_WHAT THIS EXERCISE ASKS_.
- 1) Using the text on the Grande Caribe, answer these:
(a) Where and in what year was the ship built?
(b) How many passengers does it carry?
(c) What folds out of the bow in the Caribbean islands, and for what purpose?
- 2) In the Grande Caribe text, starting at "Blount, Grande Caribe" and ending at "all the others.", switch "cozy" to "intimate" and write out the passage.
- 3) Pick up the Grande Caribe description from where it stops and carry it on.

_TEXT SECTION_.
☆ ☆ ☆ ☆ ☆ ☆ ☆
Blount, Grande Caribe in the Bahamas Photo credit: Blount | Grande Caribe in the Bahamas

Built at Blount’s shipyard in Warren, Rhode Island, in 1997, the 88-passenger Grande Caribe is almost an exact sister to the line's Grande Mariner. The two vessels represent cozy cruising, a truly small ship experience enjoyed by like-minded travelers who want to visit the U.S. and Canadian east coast and the Great Lakes. As the name suggests, the Grande Caribe also travels to the Caribbean, where it's the antithesis of the mega ships traveling around the islands. And that's exactly why many of the older cruisers choose this boat over all the others.

What We Love

Docking Everywhere: Not many ships can tie up right in Bar Harbor, Maine; Newport, Rhode Island; Vineyard Haven, Martha’s Vineyard, and the Inner Harbor at Baltimore. Docking is even more impressive in the Caribbean islands, where a ramp folds right out of the bow to access beaches.
☆ ☆ ☆ ☆ ☆ ☆ ☆
Region annotation items:
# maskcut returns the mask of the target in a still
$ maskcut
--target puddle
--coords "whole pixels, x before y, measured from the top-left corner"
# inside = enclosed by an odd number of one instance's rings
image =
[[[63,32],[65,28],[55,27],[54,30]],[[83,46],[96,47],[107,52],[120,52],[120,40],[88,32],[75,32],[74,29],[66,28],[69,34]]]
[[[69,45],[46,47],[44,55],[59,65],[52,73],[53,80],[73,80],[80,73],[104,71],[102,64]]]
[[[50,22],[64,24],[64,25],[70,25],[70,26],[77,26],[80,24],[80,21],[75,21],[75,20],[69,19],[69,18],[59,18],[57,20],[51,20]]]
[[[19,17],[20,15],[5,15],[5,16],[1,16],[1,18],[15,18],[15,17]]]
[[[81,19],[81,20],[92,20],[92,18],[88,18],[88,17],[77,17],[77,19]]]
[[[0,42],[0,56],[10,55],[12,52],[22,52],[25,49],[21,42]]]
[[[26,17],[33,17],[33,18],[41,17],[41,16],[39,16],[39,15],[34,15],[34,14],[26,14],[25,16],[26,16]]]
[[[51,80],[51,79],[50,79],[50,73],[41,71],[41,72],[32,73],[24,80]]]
☆ ☆ ☆ ☆ ☆ ☆ ☆
_RESPONSES TO THE TASKS_.
- 1)
(a) At Blount's shipyard in Warren, Rhode Island, in 1997.
(b) 88 passengers.
(c) A ramp, which gives access to beaches.

- 2)
Blount, Grande Caribe in the Bahamas Photo credit: Blount | Grande Caribe in the Bahamas

Built at Blount’s shipyard in Warren, Rhode Island, in 1997, the 88-passenger Grande Caribe is almost an exact sister to the line's Grande Mariner. The two vessels represent intimate cruising, a truly small ship experience enjoyed by like-minded travelers who want to visit the U.S. and Canadian east coast and the Great Lakes. As the name suggests, the Grande Caribe also travels to the Caribbean, where it's the antithesis of the mega ships traveling around the islands. And that's exactly why many of the older cruisers choose this boat over all the others.

- 3)
 
Fascinating Lecturers: Most trips have someone with special knowledge of the area — Great Lakes, New England, Intracoastal Waterway towns — accompany the cruise from start to finish. Local historians and musicians also come aboard in some ports.

Best Known For

Unique Itineraries: No other ships can cruise New York state’s canals and tie together a New England/Hudson River itinerary with the St. Lawrence Valley and Montreal and Quebec.
 
An American Experience: You'll be traveling some of the U.S.'s iconic waterways, stopping in major cities as well as port towns that shaped the country. Most of the passengers are American as well, with a few Canadians, Brits, and Aussies.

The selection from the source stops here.